◆ WORK TO COMPLETE ◆
Copy out every one of the following lines with nothing changed.

Saved data entries
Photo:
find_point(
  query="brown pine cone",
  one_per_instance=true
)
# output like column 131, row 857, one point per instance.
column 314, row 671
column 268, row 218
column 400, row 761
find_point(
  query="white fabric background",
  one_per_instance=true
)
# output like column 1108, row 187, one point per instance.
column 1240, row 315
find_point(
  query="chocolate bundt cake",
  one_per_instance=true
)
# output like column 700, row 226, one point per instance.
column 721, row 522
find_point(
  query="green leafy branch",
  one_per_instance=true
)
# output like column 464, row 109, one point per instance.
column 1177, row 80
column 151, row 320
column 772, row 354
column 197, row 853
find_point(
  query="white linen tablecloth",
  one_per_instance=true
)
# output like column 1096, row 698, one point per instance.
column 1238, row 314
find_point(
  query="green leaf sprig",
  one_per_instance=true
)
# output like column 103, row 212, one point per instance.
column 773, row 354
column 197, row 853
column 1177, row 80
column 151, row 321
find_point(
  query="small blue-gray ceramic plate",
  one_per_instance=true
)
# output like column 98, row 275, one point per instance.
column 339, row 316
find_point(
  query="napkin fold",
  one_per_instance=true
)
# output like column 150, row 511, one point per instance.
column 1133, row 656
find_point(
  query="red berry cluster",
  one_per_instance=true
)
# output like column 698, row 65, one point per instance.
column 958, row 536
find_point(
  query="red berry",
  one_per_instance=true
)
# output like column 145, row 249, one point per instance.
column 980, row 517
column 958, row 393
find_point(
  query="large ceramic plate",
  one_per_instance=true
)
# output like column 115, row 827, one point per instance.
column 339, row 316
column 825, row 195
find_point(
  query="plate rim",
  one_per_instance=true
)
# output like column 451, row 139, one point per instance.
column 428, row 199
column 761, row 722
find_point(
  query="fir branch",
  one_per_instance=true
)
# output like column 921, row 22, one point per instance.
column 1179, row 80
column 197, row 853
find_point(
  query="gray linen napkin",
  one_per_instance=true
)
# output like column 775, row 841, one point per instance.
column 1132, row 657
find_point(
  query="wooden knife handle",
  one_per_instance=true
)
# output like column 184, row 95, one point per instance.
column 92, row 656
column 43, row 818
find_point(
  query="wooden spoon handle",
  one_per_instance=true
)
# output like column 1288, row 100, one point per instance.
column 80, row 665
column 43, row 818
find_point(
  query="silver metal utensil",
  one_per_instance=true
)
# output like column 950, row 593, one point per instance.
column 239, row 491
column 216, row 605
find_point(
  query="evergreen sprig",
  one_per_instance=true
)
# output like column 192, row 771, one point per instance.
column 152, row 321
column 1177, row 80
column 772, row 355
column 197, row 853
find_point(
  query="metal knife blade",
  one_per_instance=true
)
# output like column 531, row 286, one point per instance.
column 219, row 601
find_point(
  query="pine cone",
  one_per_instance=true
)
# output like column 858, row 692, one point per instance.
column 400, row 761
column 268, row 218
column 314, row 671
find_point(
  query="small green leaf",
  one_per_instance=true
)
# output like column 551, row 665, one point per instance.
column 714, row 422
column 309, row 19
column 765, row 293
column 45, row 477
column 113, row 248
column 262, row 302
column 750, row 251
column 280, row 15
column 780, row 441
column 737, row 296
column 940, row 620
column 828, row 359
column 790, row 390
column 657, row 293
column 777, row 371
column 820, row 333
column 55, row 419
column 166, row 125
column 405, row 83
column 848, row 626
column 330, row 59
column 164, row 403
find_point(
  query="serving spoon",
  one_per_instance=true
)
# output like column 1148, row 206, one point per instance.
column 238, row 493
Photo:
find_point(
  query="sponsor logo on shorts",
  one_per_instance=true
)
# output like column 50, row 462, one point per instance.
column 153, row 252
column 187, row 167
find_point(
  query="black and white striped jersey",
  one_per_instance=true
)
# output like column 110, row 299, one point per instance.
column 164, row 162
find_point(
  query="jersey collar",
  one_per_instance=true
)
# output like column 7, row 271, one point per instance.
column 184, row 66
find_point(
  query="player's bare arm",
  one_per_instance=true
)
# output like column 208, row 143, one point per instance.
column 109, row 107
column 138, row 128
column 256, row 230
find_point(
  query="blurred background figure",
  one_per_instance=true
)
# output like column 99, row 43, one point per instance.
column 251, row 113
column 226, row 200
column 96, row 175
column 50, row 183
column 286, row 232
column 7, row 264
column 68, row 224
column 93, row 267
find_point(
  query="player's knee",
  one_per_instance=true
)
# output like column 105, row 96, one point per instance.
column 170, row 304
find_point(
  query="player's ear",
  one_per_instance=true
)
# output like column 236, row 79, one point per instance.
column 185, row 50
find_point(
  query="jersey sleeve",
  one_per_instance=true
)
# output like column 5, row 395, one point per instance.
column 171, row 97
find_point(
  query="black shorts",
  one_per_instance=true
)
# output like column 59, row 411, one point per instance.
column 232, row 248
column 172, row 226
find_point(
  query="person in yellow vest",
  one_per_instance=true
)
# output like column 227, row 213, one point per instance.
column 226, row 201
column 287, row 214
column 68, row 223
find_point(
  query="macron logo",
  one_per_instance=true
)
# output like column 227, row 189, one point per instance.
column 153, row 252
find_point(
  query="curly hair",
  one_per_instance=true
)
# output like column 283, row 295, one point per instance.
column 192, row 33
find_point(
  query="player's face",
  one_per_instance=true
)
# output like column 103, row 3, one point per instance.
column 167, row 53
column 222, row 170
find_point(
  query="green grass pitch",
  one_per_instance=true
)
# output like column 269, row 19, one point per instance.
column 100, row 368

◆ THE ANSWER ◆
Photo:
find_point(
  query="brown pine cone",
  one_per_instance=true
)
# output like column 131, row 857, one point per instance.
column 314, row 671
column 268, row 218
column 400, row 761
find_point(
  query="white fabric background",
  one_per_instance=true
)
# output like column 1108, row 187, one point per instance.
column 1240, row 315
find_point(
  query="chocolate bundt cake",
  one_per_instance=true
)
# output like column 700, row 226, one point per instance.
column 721, row 522
find_point(
  query="green leafy branch",
  one_per_instance=true
)
# output like column 464, row 109, one point per instance.
column 1177, row 80
column 151, row 320
column 772, row 354
column 197, row 853
find_point(
  query="white linen tablecloth",
  one_per_instance=true
)
# output like column 1096, row 698, one point per instance.
column 1238, row 314
find_point(
  query="green leaf sprig",
  one_per_instance=true
)
# output like column 103, row 212, one point per instance.
column 773, row 354
column 197, row 853
column 1177, row 80
column 151, row 321
find_point(
  query="small blue-gray ceramic plate",
  one_per_instance=true
)
# output like column 98, row 275, one point per instance.
column 339, row 316
find_point(
  query="napkin fold",
  one_per_instance=true
)
# output like column 150, row 511, one point per instance.
column 1133, row 656
find_point(
  query="red berry cluster",
  one_per_instance=true
)
# output like column 698, row 65, one point per instance.
column 958, row 536
find_point(
  query="red berry",
  one_per_instance=true
)
# output like column 145, row 249, one point per instance.
column 980, row 517
column 958, row 393
find_point(
  query="large ceramic plate",
  one_per_instance=true
)
# output like column 115, row 827, one point per instance.
column 339, row 316
column 825, row 195
find_point(
  query="plate rim",
  one_per_instance=true
)
# output like column 451, row 139, one point per instance.
column 428, row 199
column 761, row 722
find_point(
  query="fir branch",
  one_per_instance=true
)
# output like column 921, row 22, one point per instance.
column 1179, row 80
column 197, row 853
find_point(
  query="gray linen napkin",
  one_per_instance=true
)
# output like column 775, row 841, one point per instance.
column 1132, row 657
find_point(
  query="wooden knife handle",
  one_per_instance=true
)
# output like column 184, row 95, one point per instance.
column 92, row 656
column 43, row 818
find_point(
  query="wooden spoon handle",
  one_per_instance=true
)
# output like column 1288, row 100, one point per instance.
column 80, row 665
column 43, row 818
find_point(
  query="silver metal utensil",
  one_per_instance=true
)
# output like column 950, row 593, one point per instance.
column 239, row 491
column 216, row 605
find_point(
  query="evergreen sprig",
  one_per_instance=true
)
# output like column 192, row 771, one point per instance.
column 152, row 321
column 1177, row 80
column 772, row 355
column 197, row 853
find_point(
  query="metal knife blade",
  one_per_instance=true
)
# output like column 531, row 286, one point per instance.
column 219, row 601
find_point(
  query="pine cone",
  one_per_instance=true
)
# output like column 858, row 692, one point per instance.
column 400, row 761
column 268, row 218
column 314, row 671
find_point(
  query="small green leaf",
  one_per_instance=true
)
# output like column 551, row 665, one point per instance.
column 714, row 422
column 309, row 19
column 765, row 293
column 45, row 477
column 113, row 248
column 262, row 302
column 750, row 251
column 280, row 15
column 780, row 441
column 737, row 296
column 940, row 620
column 828, row 359
column 790, row 390
column 657, row 293
column 777, row 371
column 820, row 333
column 55, row 419
column 166, row 125
column 405, row 83
column 848, row 626
column 330, row 59
column 164, row 403
find_point(
  query="serving spoon",
  one_per_instance=true
)
# output like column 1148, row 206, one point per instance.
column 238, row 493
Photo:
find_point(
  query="sponsor logo on shorts",
  one_per_instance=true
)
# output like column 50, row 462, one point per instance.
column 153, row 252
column 187, row 167
find_point(
  query="black and white striped jersey",
  one_per_instance=true
)
# output like column 110, row 299, one point per instance.
column 164, row 162
find_point(
  query="jersey collar",
  one_per_instance=true
)
# output like column 7, row 271, one point per instance.
column 184, row 66
find_point(
  query="player's bare arm",
  one_per_instance=true
)
# output like column 208, row 143, one point per instance.
column 109, row 107
column 138, row 128
column 256, row 230
find_point(
  query="blurred background figure",
  one_per_instance=true
)
# output like column 99, row 43, one point per instance.
column 251, row 113
column 226, row 200
column 96, row 175
column 50, row 183
column 286, row 232
column 7, row 264
column 68, row 224
column 93, row 267
find_point(
  query="player's knee",
  one_per_instance=true
)
# output like column 105, row 96, one point per instance.
column 170, row 304
find_point(
  query="player's ear",
  one_per_instance=true
)
# output like column 236, row 79, one point per instance.
column 185, row 50
find_point(
  query="jersey sleeve",
  one_per_instance=true
)
# output like column 5, row 395, one point per instance.
column 171, row 97
find_point(
  query="black shorts",
  one_per_instance=true
)
# output like column 59, row 411, one point per instance.
column 232, row 248
column 172, row 226
find_point(
  query="person in yellow vest",
  one_per_instance=true
)
# output like column 227, row 213, one point per instance.
column 226, row 201
column 287, row 214
column 68, row 223
find_point(
  query="macron logo",
  one_per_instance=true
)
# output like column 227, row 189, one point per instance.
column 153, row 252
find_point(
  query="curly hair",
  one_per_instance=true
)
# output like column 283, row 295, one point per instance.
column 192, row 33
find_point(
  query="player's face",
  one_per_instance=true
)
# output like column 103, row 3, one point per instance.
column 167, row 53
column 222, row 170
find_point(
  query="green grass pitch",
  one_per_instance=true
)
# output like column 269, row 19, one point per instance.
column 100, row 368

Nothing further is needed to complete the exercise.